* **What this task involves**
Restate all of the records below exactly. Do not carry over any image.

* **Exercise inputs**
|---|

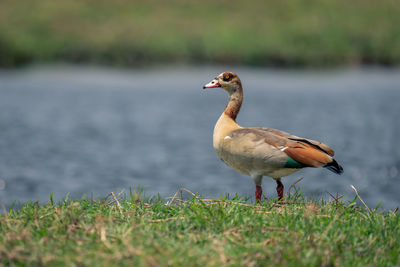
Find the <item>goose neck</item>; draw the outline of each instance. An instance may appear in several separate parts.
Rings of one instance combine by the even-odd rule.
[[[241,88],[229,95],[229,102],[224,110],[224,113],[229,116],[232,120],[236,120],[239,114],[240,107],[243,102],[243,91]]]

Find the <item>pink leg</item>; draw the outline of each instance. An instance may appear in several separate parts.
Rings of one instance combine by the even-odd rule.
[[[279,200],[283,199],[283,184],[281,182],[281,179],[276,180],[276,192],[278,193],[278,198]]]
[[[256,201],[257,201],[257,203],[261,203],[261,196],[262,196],[261,185],[256,185]]]

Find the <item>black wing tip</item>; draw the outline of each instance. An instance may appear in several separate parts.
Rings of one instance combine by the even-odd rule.
[[[343,173],[343,167],[340,166],[339,163],[337,163],[337,161],[334,159],[332,159],[332,162],[326,164],[324,167],[339,175]]]

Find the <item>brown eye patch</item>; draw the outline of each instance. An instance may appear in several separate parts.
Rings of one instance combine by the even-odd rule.
[[[224,81],[229,81],[231,79],[231,75],[229,75],[228,73],[224,74],[223,80]]]

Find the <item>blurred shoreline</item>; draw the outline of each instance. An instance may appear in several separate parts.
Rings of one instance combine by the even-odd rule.
[[[2,1],[0,67],[400,63],[396,1]]]

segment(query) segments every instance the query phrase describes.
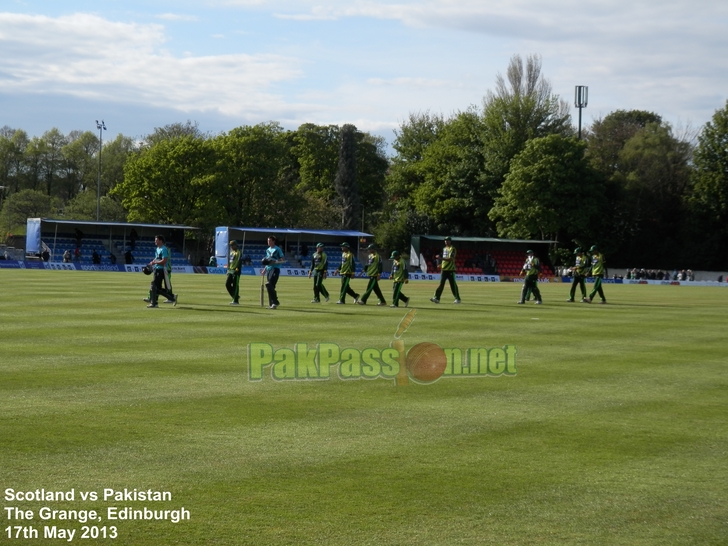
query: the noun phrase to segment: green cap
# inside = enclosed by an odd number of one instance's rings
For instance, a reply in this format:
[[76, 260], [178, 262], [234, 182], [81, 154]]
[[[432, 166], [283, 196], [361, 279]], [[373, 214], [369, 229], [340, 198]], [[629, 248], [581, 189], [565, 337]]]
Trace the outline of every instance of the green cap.
[[393, 250], [392, 255], [389, 257], [389, 259], [391, 260], [392, 258], [398, 258], [398, 257], [399, 257], [399, 252], [397, 250]]
[[369, 246], [367, 247], [367, 250], [374, 250], [375, 248], [377, 248], [377, 247], [376, 247], [376, 246], [374, 246], [374, 243], [372, 243], [372, 244], [370, 244], [370, 245], [369, 245]]
[[589, 249], [589, 252], [596, 252], [597, 250], [599, 250], [597, 248], [597, 245], [592, 245], [592, 247]]
[[574, 249], [574, 254], [583, 254], [583, 251], [581, 250], [581, 247], [580, 247], [580, 246], [577, 246], [577, 247], [576, 247], [576, 248]]
[[324, 246], [323, 243], [319, 243], [319, 244], [316, 245], [316, 248], [322, 248], [323, 246]]
[[533, 254], [533, 250], [527, 250], [526, 254]]
[[230, 241], [230, 246], [238, 246], [238, 243], [236, 243], [235, 241]]
[[339, 246], [343, 246], [343, 247], [349, 248], [349, 243], [347, 243], [346, 241], [344, 241]]
[[446, 240], [446, 241], [452, 241], [452, 237], [450, 237], [450, 236], [448, 235], [447, 237], [445, 237], [445, 240]]

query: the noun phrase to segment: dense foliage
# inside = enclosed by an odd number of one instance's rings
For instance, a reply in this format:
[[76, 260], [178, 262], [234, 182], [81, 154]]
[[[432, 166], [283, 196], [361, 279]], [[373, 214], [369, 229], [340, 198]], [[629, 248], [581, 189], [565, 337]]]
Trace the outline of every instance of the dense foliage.
[[[514, 56], [480, 107], [411, 113], [387, 157], [353, 125], [278, 123], [140, 142], [0, 129], [0, 229], [28, 216], [193, 225], [352, 228], [386, 248], [413, 234], [598, 243], [610, 264], [725, 269], [728, 103], [697, 144], [658, 114], [617, 110], [575, 138], [541, 61]], [[102, 148], [102, 149], [100, 149]], [[99, 153], [101, 157], [99, 158]]]

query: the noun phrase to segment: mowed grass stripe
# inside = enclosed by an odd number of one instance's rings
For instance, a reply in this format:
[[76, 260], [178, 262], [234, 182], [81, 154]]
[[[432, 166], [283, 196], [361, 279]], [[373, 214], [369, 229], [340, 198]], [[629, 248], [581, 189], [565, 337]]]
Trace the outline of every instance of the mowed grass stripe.
[[[5, 273], [1, 481], [167, 489], [193, 512], [177, 526], [120, 524], [124, 543], [726, 536], [721, 289], [607, 285], [610, 304], [590, 306], [543, 285], [537, 307], [515, 305], [515, 284], [462, 283], [458, 307], [430, 304], [434, 285], [412, 282], [407, 347], [514, 344], [518, 374], [395, 388], [247, 381], [249, 342], [393, 339], [404, 309], [311, 305], [307, 280], [282, 278], [270, 311], [259, 279], [243, 279], [231, 308], [223, 277], [177, 275], [180, 306], [147, 310], [141, 275]], [[40, 285], [52, 298], [26, 305]], [[333, 294], [338, 280], [327, 285]]]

|---|

* **Solution to the exercise**
Find the <item>goose neck</item>; draw the outline of each instance. An instance may appear in several separate parts.
Rings of one instance combine by the even-odd rule.
[[[241,88],[229,95],[229,102],[224,110],[224,113],[229,116],[232,120],[236,120],[239,114],[240,107],[243,102],[243,91]]]

Find the <item>pink leg</item>; draw the outline of each instance. An instance may appear in several separate parts.
Rings of one instance combine by the even-odd rule.
[[[279,200],[283,199],[283,184],[281,182],[281,179],[276,180],[276,192],[278,193],[278,198]]]
[[[256,201],[257,201],[257,203],[261,203],[261,196],[262,196],[261,185],[256,185]]]

Find the <item>black wing tip</item>; draw the outline of each instance. An instance may appear in several separate parts.
Rings of one instance combine by the even-odd rule.
[[[343,173],[343,167],[340,166],[339,163],[337,163],[337,161],[334,159],[332,159],[332,162],[326,164],[324,167],[339,175]]]

Find the <item>brown eye patch</item>; draw the outline of each instance. An instance may appear in several separate parts.
Rings of one instance combine by the even-odd rule.
[[[224,81],[229,81],[231,79],[231,75],[229,75],[228,73],[224,74],[223,80]]]

Find the <item>blurred shoreline</item>; draw the outline of each instance. An instance may appear in several separate parts.
Rings of one instance combine by the even-odd rule.
[[[2,1],[0,67],[400,63],[396,1]]]

segment(query) segments every instance the query phrase describes.
query: the noun phrase to segment: green cap
# inside = enclosed by an odd number of one instance's rings
For instance, a reply in this format:
[[76, 260], [178, 262], [234, 182], [81, 154]]
[[[432, 166], [283, 196], [361, 279]], [[373, 214], [369, 229], [340, 198]], [[629, 248], [581, 189], [565, 337]]]
Trace the outline of every instance of the green cap.
[[393, 250], [392, 255], [389, 257], [389, 259], [391, 260], [392, 258], [398, 258], [398, 257], [399, 257], [399, 252], [397, 250]]
[[369, 246], [367, 247], [367, 250], [374, 250], [375, 248], [377, 248], [377, 247], [376, 247], [376, 246], [374, 246], [374, 243], [372, 243], [372, 244], [370, 244], [370, 245], [369, 245]]
[[589, 249], [589, 252], [596, 252], [597, 250], [599, 250], [597, 248], [597, 245], [592, 245], [592, 247]]
[[574, 249], [574, 254], [583, 254], [583, 251], [581, 250], [581, 247], [580, 247], [580, 246], [577, 246], [577, 247], [576, 247], [576, 248]]
[[324, 246], [323, 243], [319, 243], [319, 244], [316, 245], [316, 248], [322, 248], [323, 246]]
[[533, 254], [533, 250], [527, 250], [526, 254]]
[[230, 241], [230, 246], [238, 246], [238, 243], [236, 243], [235, 241]]
[[339, 246], [343, 246], [343, 247], [349, 248], [349, 243], [347, 243], [346, 241], [344, 241]]
[[446, 240], [446, 241], [452, 241], [452, 237], [450, 237], [450, 236], [448, 235], [447, 237], [445, 237], [445, 240]]

query: the noun phrase to segment: dense foliage
# inside = enclosed by an odd number of one instance's rings
For instance, a reply in this format:
[[76, 260], [178, 262], [234, 182], [81, 154]]
[[[432, 166], [283, 196], [361, 279]], [[373, 214], [369, 229], [340, 198]], [[629, 248], [581, 189], [565, 337]]]
Trace the outline of every instance of the dense foliage.
[[[514, 56], [480, 107], [411, 113], [387, 157], [353, 125], [278, 123], [140, 142], [0, 129], [0, 229], [28, 216], [193, 225], [352, 228], [386, 248], [413, 234], [598, 243], [610, 264], [725, 269], [728, 103], [697, 144], [658, 114], [617, 110], [575, 138], [541, 61]], [[102, 148], [102, 149], [100, 149]], [[99, 153], [101, 157], [99, 158]]]

query: the noun phrase to segment: mowed grass stripe
# inside = enclosed by an odd number of one instance's rings
For instance, a reply in this format:
[[76, 260], [178, 262], [234, 182], [81, 154]]
[[[432, 166], [283, 196], [361, 279]], [[373, 214], [369, 229], [340, 198]], [[629, 248], [581, 189], [565, 337]]]
Trace the outline of every instance of the mowed grass stripe.
[[[5, 273], [1, 481], [167, 489], [193, 512], [177, 526], [120, 524], [124, 543], [726, 536], [721, 289], [607, 285], [610, 304], [590, 306], [543, 285], [537, 307], [515, 305], [515, 284], [462, 283], [458, 307], [430, 304], [434, 285], [412, 282], [407, 347], [514, 344], [518, 374], [395, 388], [247, 381], [249, 342], [393, 339], [404, 309], [311, 305], [307, 280], [282, 278], [270, 311], [259, 279], [243, 279], [231, 308], [223, 277], [177, 275], [180, 306], [147, 310], [141, 275]], [[40, 285], [52, 298], [26, 305]], [[333, 294], [338, 280], [327, 285]]]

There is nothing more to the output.